> Exercise details
Rewrite the rows below with every occurrence of "outline" replaced by "contour", leaving the rest of each line unchanged.

Stored entries
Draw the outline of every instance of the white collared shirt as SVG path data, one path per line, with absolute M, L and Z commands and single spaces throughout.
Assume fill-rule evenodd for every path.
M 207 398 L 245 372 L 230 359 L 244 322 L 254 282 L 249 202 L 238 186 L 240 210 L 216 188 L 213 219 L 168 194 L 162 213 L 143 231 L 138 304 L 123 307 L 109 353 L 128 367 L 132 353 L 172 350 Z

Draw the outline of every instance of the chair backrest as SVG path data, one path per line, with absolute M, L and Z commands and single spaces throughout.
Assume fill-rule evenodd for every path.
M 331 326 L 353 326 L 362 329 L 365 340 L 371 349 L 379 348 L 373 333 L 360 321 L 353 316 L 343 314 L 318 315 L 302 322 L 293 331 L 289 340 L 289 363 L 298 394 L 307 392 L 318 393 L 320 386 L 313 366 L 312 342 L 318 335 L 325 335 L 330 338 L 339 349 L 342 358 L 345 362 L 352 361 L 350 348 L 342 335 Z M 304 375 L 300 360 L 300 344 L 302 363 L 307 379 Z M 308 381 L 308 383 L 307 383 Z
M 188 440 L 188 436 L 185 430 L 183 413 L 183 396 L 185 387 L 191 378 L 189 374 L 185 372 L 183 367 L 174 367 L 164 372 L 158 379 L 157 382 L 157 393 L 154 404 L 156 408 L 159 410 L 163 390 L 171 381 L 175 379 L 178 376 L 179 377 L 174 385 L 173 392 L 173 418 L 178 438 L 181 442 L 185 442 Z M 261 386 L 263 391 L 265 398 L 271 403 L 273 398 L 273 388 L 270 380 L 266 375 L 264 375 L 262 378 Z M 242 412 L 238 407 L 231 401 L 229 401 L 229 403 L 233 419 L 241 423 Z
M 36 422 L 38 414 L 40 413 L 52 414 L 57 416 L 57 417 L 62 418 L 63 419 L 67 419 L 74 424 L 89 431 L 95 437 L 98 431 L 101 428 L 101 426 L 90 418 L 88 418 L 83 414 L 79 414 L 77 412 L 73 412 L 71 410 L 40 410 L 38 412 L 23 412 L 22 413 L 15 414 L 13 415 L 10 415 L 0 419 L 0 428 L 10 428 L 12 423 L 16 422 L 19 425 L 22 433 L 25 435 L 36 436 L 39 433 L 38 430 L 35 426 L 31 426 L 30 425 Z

> Response for this exercise
Draw the contour of every instance of the white collared shirt as SVG path data, one path per line, with absolute M, L and Z commands and single spaces throughout.
Assume fill-rule evenodd for every path.
M 207 398 L 245 372 L 230 359 L 244 322 L 254 282 L 249 202 L 238 186 L 240 210 L 216 188 L 213 219 L 168 194 L 162 213 L 143 231 L 138 304 L 123 307 L 109 353 L 128 367 L 132 353 L 172 350 Z

Draw the contour of every instance of the chair backrest as SVG path data, one path per line, with absolute M, L and Z commands and single spaces throughout.
Assume fill-rule evenodd for every path.
M 331 326 L 353 326 L 362 329 L 365 340 L 371 349 L 379 348 L 373 333 L 360 321 L 353 316 L 343 314 L 318 315 L 302 322 L 293 331 L 289 340 L 289 363 L 298 394 L 307 392 L 318 393 L 320 386 L 313 366 L 312 342 L 318 335 L 325 335 L 330 338 L 339 349 L 342 358 L 345 362 L 352 361 L 350 348 L 342 335 Z M 304 375 L 300 360 L 300 344 L 302 363 L 307 379 Z M 308 381 L 308 383 L 307 383 Z
M 188 440 L 188 436 L 185 430 L 183 413 L 183 396 L 185 387 L 191 378 L 189 374 L 185 372 L 183 367 L 174 367 L 164 372 L 158 379 L 157 382 L 157 393 L 154 404 L 156 408 L 159 410 L 163 390 L 171 381 L 175 379 L 178 376 L 179 377 L 174 385 L 173 392 L 173 418 L 178 438 L 181 442 L 185 442 Z M 261 386 L 263 391 L 265 398 L 271 403 L 273 398 L 273 388 L 270 380 L 266 375 L 264 375 L 262 378 Z M 242 412 L 238 407 L 231 401 L 229 401 L 229 403 L 233 419 L 241 423 Z
M 36 422 L 38 414 L 40 413 L 52 414 L 57 416 L 57 417 L 62 418 L 63 419 L 67 419 L 74 424 L 89 431 L 95 437 L 98 431 L 101 428 L 101 426 L 90 418 L 88 418 L 83 414 L 79 414 L 77 412 L 73 412 L 71 410 L 40 410 L 38 412 L 23 412 L 22 413 L 15 414 L 13 415 L 10 415 L 0 419 L 0 428 L 10 428 L 12 423 L 16 422 L 19 425 L 22 433 L 25 435 L 36 436 L 39 433 L 38 430 L 35 426 L 31 426 L 30 425 Z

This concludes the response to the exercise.